#### [EXERCISE TEXT]
Medieval castles were usually defended by a ditch or moat, crossed by a wooden bridge. In early castles, the bridge might be designed to be destroyed or removed in the event of an attack, but drawbridges became very common. A typical arrangement would have the drawbridge immediately outside a gatehouse, consisting of a wooden deck with one edge hinged or pivoting at the gatehouse threshold, so that in the raised position the bridge would be flush against the gate, forming an additional barrier to entry. It would be backed by one or more portcullises and gates. Access to the bridge could be resisted with missiles from machicolations above or arrow slits in flanking towers.

The bridge would be raised or lowered using ropes or chains attached to a windlass in a chamber in the gatehouse above the gate-passage. Only a very light bridge could be raised in this way without any form of counterweight, so some form of bascule arrangement is normally found. The bridge may extend into the gate-passage beyond the pivot point, either over a pit into which the internal portion can swing (providing a further obstacle to attack), or in the form of counterweighted beams that drop into slots in the floor.

#### [LISTED RECORDS]
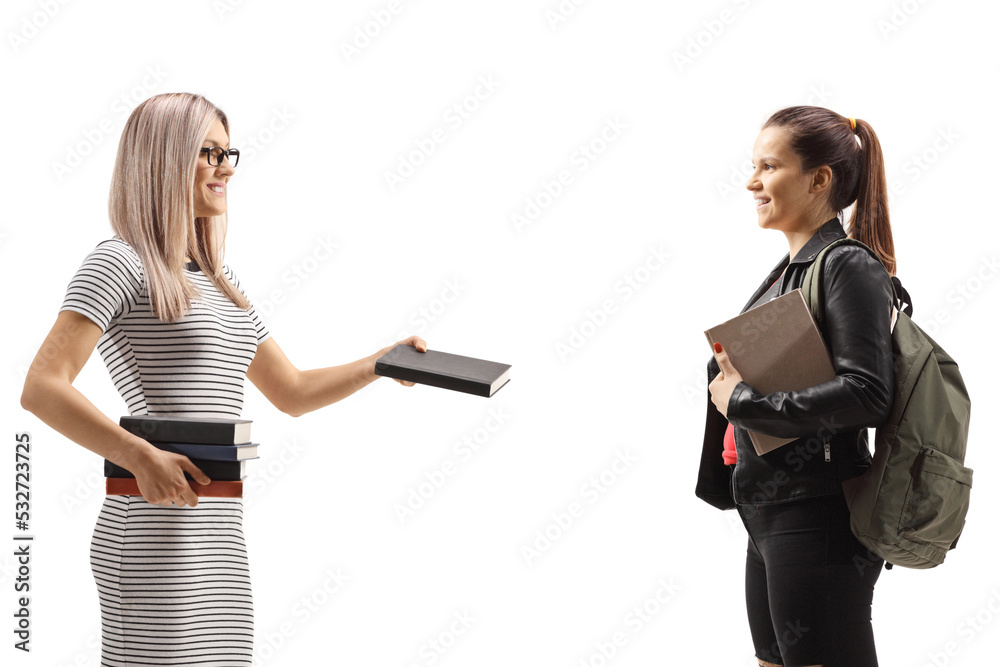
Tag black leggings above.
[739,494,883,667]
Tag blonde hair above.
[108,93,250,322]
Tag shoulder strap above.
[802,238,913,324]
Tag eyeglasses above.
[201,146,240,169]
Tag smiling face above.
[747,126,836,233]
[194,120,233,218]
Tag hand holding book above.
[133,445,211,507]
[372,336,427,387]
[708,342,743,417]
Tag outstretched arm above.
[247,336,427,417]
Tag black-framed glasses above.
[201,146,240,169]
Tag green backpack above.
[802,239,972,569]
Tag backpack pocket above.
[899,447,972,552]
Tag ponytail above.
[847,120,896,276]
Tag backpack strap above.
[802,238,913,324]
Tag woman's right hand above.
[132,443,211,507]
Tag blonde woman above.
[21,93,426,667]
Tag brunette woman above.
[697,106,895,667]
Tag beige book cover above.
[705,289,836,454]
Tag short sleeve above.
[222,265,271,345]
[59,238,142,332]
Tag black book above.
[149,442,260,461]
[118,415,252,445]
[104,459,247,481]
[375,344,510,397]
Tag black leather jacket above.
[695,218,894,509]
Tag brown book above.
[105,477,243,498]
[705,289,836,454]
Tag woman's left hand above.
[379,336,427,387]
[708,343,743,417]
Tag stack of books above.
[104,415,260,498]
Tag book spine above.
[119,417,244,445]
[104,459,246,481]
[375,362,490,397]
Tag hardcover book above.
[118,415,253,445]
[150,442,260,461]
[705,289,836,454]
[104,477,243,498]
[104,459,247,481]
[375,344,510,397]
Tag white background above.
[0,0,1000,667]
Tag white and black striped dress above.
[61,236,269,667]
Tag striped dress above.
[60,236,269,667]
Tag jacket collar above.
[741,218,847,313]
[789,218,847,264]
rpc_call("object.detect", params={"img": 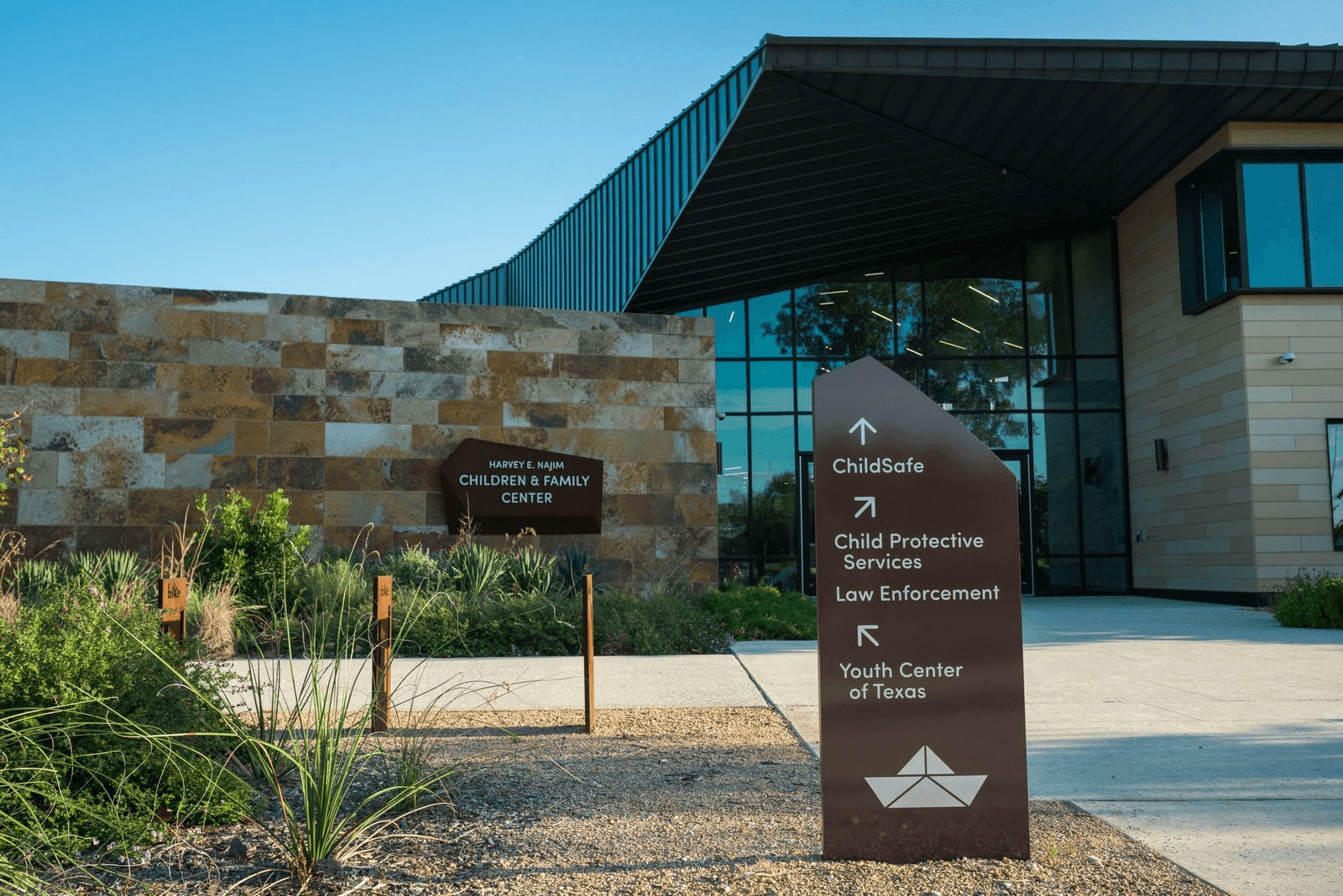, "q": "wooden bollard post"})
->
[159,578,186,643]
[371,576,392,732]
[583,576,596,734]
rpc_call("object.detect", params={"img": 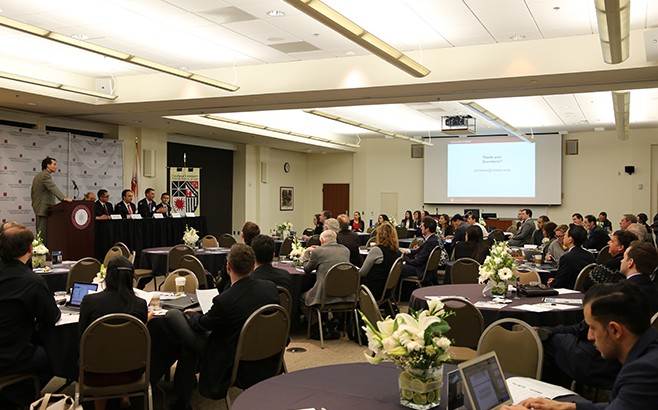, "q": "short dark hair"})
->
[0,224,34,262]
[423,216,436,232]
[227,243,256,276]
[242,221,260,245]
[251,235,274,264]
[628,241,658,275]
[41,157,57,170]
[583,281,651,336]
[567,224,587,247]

...

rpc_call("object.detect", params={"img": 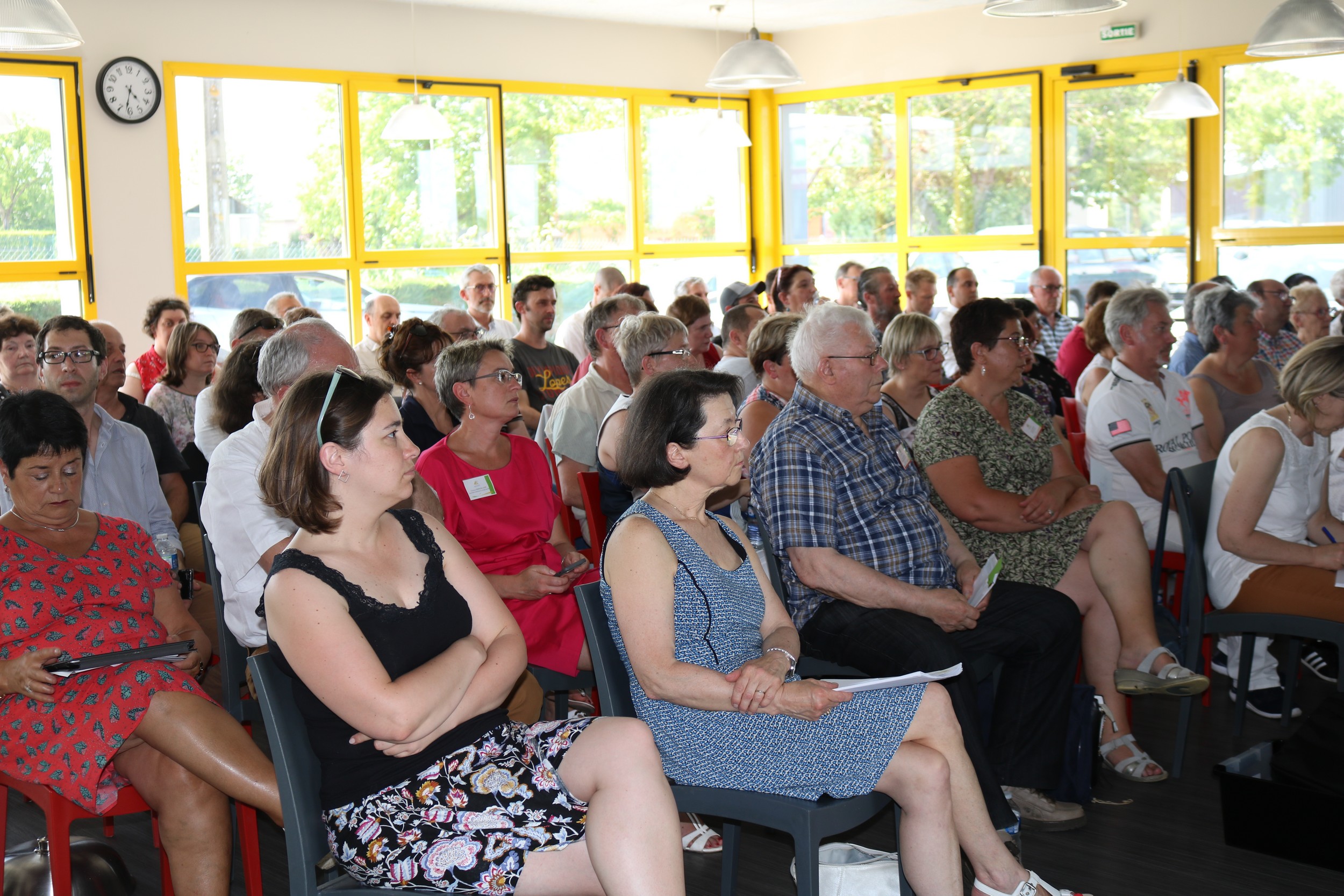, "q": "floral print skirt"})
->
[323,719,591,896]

* * *

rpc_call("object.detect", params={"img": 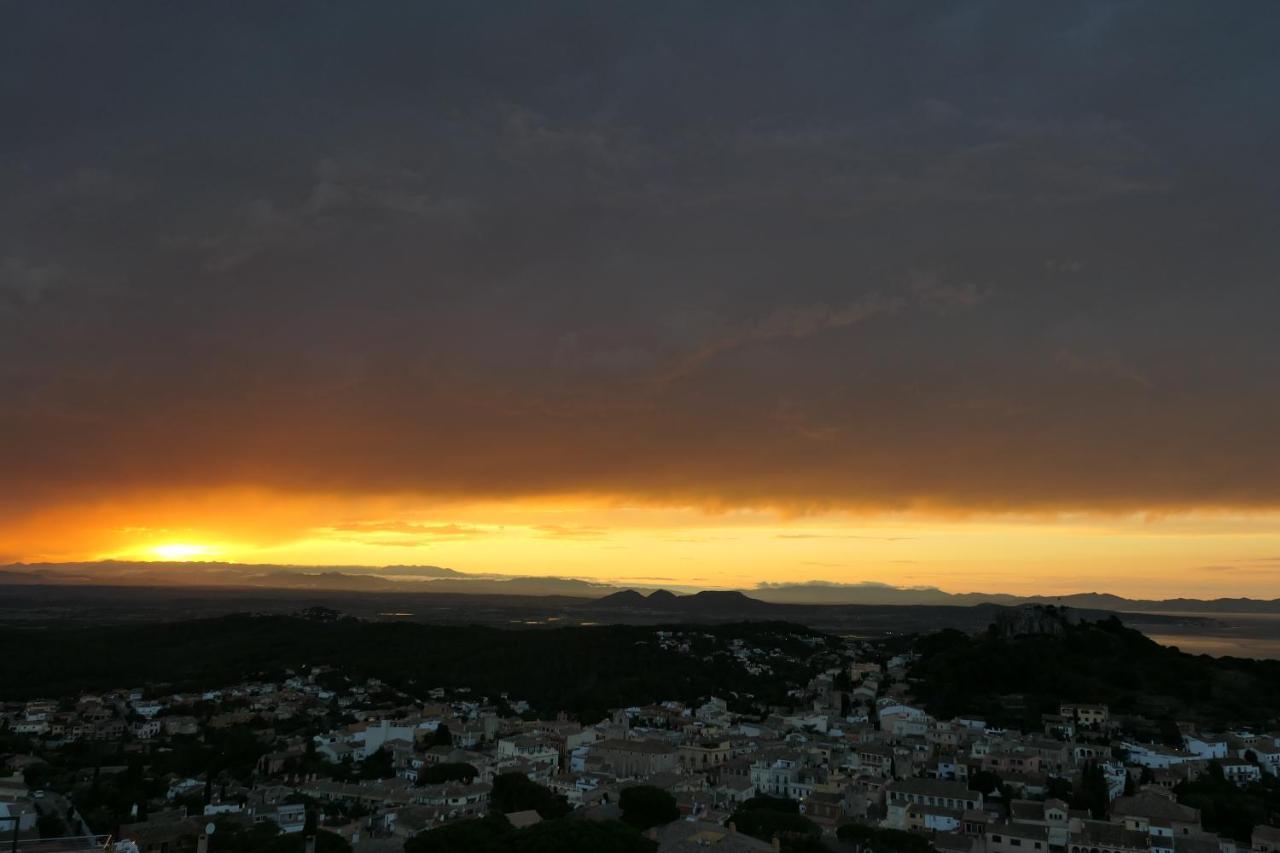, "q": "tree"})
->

#### [BRIEF]
In the passage on castle drawbridges, what were the ropes or chains that raised and lowered the bridge attached to?

#### [RESPONSE TO THE EXERCISE]
A windlass in a chamber in the gatehouse above the gate-passage.